◆ **TRY IT**
Scan the entries for lines with the word "below" and copy those lines.

◆ **SUPPLIED RECORDS**
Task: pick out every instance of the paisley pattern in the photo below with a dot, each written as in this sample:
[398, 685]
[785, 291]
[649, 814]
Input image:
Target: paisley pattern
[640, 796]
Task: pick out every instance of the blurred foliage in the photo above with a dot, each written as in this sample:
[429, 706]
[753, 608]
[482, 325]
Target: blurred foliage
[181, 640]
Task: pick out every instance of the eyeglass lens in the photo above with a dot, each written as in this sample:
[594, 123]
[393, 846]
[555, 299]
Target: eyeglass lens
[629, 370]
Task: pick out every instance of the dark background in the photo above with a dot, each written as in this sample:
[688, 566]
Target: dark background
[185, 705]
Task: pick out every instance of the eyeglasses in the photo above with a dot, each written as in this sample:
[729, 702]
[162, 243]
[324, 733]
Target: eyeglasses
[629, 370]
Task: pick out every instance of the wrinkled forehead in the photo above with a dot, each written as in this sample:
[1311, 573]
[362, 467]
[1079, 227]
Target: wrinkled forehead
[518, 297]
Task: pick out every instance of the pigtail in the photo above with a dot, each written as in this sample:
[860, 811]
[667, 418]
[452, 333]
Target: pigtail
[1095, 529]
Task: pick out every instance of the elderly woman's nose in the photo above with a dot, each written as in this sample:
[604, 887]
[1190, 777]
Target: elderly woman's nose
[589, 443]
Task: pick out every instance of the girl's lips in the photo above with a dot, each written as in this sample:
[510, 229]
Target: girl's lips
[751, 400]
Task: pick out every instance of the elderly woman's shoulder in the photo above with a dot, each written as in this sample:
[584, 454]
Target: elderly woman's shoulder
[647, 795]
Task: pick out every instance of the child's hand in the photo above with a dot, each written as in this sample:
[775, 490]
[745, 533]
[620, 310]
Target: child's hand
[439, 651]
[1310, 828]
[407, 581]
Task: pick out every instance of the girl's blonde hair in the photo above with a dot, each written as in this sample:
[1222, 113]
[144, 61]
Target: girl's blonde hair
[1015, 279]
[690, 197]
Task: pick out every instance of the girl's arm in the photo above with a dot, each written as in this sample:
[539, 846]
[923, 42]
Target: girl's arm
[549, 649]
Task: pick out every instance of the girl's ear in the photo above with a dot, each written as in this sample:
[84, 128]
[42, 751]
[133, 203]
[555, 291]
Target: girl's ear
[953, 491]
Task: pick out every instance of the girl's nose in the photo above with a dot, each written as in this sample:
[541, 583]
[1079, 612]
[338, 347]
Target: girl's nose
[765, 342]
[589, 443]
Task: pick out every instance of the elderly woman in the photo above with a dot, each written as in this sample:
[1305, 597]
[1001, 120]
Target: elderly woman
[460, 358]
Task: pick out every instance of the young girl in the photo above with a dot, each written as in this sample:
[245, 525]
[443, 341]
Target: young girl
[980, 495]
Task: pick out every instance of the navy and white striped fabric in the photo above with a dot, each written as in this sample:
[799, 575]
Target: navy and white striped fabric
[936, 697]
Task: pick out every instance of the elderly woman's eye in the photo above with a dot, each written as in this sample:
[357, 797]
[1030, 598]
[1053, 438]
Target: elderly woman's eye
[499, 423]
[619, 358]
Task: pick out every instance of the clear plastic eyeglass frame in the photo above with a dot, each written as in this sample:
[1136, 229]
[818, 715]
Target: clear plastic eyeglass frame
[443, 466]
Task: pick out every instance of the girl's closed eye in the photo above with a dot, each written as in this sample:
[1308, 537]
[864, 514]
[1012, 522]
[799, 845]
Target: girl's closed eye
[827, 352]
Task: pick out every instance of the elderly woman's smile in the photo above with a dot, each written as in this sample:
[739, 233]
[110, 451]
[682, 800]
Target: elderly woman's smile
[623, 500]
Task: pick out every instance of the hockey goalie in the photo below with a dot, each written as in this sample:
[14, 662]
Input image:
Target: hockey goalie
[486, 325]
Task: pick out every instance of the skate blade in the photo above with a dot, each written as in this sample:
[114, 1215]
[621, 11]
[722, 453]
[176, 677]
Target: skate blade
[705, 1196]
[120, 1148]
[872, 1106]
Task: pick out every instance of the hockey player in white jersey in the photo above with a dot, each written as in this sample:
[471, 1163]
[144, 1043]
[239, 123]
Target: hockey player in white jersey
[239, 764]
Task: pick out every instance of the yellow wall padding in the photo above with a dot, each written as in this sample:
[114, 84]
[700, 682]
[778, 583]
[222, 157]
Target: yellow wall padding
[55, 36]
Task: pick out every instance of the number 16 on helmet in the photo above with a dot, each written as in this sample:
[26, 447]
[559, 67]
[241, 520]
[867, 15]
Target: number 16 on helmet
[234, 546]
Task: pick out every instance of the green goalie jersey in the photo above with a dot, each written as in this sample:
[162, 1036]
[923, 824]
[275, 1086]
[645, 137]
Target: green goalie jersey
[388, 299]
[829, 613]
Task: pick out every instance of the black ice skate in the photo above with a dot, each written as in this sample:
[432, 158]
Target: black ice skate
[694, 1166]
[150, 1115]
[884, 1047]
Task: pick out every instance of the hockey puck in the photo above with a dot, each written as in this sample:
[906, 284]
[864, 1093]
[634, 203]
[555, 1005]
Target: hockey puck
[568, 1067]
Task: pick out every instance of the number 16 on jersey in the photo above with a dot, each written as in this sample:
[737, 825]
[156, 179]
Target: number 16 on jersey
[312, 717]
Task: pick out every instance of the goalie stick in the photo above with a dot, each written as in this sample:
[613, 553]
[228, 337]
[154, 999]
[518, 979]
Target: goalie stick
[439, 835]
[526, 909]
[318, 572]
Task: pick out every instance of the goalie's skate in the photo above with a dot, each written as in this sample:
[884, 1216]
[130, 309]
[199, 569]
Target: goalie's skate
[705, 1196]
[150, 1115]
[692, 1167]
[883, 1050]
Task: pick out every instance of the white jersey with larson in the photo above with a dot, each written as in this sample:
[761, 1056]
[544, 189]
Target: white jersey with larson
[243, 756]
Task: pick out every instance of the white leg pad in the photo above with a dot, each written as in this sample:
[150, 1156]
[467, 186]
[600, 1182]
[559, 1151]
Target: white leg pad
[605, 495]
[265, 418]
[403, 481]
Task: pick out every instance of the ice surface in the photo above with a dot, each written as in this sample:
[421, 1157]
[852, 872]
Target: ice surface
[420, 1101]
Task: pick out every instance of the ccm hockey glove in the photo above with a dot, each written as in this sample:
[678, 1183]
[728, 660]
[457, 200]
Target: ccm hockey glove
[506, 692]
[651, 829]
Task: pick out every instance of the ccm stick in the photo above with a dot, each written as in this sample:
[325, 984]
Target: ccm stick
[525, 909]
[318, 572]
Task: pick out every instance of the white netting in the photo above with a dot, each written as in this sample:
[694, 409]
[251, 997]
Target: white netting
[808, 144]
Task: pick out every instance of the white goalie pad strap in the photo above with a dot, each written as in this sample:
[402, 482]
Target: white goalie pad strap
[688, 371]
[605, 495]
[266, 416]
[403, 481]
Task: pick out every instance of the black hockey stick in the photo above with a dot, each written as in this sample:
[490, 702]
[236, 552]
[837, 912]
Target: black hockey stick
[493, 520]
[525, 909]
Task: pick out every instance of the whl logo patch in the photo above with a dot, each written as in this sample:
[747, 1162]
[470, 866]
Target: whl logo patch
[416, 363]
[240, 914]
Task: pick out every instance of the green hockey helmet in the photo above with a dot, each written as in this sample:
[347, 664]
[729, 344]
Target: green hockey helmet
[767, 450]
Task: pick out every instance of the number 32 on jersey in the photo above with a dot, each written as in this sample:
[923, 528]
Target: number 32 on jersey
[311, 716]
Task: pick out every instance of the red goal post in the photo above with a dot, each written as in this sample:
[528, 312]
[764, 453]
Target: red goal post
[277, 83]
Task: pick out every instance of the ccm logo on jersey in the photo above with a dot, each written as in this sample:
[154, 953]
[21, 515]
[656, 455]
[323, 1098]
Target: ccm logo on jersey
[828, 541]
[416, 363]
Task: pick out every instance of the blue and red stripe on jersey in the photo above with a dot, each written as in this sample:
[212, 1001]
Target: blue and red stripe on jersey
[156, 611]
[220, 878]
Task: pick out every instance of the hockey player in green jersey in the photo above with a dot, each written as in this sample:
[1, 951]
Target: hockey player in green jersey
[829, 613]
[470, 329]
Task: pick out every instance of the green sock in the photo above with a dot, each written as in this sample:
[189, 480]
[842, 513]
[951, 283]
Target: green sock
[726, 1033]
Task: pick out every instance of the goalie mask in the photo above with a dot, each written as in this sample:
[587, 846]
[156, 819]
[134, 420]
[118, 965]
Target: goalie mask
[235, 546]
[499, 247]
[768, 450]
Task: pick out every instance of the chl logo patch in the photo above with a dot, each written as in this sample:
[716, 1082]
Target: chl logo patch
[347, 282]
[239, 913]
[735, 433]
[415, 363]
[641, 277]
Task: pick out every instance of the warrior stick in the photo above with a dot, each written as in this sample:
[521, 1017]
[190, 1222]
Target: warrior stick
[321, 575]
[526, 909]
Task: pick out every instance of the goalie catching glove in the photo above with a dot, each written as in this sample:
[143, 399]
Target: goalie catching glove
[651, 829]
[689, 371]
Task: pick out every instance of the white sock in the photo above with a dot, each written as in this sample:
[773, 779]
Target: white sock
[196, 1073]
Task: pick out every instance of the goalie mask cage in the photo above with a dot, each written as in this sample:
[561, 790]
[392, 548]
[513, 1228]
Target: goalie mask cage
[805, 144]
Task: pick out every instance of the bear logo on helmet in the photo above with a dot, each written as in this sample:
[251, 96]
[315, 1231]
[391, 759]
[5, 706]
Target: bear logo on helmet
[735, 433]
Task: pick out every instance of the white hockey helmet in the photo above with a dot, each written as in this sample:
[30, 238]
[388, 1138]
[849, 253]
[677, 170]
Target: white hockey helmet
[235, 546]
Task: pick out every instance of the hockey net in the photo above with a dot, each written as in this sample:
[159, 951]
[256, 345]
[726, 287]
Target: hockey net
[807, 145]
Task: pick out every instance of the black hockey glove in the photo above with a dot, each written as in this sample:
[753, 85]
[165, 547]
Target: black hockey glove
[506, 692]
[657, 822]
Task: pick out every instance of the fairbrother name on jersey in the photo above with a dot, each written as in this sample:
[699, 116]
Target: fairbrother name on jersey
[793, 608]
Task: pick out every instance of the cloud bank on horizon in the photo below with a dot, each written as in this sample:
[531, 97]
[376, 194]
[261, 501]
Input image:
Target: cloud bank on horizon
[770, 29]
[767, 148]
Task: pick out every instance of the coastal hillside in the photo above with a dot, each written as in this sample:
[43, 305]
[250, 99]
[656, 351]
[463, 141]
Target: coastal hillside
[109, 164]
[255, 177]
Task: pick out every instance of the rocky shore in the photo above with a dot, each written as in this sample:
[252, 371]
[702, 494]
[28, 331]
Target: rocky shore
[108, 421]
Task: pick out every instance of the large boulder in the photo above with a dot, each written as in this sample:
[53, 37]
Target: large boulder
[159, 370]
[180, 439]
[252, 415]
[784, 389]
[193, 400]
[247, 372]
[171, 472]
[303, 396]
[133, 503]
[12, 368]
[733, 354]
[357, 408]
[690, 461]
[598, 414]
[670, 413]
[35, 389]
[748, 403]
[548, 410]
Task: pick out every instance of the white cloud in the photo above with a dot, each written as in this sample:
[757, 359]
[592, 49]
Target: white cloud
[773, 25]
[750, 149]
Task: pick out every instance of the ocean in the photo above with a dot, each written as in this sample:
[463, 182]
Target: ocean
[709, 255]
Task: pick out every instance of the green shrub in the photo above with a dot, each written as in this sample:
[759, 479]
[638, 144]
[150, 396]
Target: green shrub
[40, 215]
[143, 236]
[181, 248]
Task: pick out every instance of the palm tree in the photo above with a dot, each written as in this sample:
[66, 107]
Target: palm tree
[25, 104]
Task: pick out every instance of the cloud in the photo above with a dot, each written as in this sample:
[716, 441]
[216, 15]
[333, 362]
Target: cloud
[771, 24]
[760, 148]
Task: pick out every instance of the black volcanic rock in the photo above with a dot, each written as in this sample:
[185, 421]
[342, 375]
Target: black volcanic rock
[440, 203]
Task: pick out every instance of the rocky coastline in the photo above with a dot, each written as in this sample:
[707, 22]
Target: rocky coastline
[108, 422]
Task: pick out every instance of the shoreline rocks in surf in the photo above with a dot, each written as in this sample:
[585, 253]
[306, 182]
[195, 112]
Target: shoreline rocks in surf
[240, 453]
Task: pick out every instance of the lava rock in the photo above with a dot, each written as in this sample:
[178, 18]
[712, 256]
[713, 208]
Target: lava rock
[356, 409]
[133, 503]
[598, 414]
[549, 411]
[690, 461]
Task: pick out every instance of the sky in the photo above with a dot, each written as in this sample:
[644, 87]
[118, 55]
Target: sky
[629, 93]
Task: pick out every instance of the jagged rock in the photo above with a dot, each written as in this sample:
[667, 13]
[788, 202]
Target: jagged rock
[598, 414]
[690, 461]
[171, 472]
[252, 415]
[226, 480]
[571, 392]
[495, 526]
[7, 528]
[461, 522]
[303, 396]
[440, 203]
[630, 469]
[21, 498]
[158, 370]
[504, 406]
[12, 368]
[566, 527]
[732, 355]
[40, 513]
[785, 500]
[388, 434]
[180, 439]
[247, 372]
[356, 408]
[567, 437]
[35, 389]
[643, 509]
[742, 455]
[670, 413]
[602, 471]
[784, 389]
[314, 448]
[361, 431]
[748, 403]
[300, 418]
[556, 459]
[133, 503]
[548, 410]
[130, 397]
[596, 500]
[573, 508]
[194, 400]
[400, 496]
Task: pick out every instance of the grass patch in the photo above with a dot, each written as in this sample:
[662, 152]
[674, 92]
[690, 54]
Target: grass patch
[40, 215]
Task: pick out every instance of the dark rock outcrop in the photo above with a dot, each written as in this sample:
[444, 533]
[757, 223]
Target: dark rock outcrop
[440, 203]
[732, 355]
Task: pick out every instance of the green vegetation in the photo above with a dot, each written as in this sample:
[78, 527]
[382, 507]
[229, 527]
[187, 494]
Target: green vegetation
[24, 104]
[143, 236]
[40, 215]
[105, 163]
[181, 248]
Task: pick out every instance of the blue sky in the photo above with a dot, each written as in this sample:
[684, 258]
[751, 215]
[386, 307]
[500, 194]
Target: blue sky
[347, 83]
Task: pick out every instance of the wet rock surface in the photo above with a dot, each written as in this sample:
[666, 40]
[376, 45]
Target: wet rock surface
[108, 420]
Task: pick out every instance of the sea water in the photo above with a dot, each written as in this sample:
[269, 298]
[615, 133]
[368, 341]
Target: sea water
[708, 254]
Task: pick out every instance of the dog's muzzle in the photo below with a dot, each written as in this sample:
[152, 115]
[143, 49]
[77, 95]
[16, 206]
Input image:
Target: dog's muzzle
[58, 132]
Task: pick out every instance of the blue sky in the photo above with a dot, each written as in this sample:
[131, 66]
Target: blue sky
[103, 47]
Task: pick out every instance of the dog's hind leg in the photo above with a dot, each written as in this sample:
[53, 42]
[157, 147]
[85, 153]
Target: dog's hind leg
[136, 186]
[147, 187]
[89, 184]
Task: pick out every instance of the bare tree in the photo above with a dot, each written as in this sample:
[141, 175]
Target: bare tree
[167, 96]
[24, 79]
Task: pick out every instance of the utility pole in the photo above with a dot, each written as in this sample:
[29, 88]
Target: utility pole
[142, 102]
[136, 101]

◆ **WRITTEN ANSWER**
Task: pick out every instance of the paisley pattern in the photo below with a dot, each written as in this sample:
Task: pick out every instance of the hockey goalie in the photo below with a dot, each written as in this sample:
Task: pick out every instance of the cloud bank on horizon in the photo below with a dot, each written as in this sample:
Task: pick out every instance of the dog's muzzle in the photo below with a dot, each written as in this sample:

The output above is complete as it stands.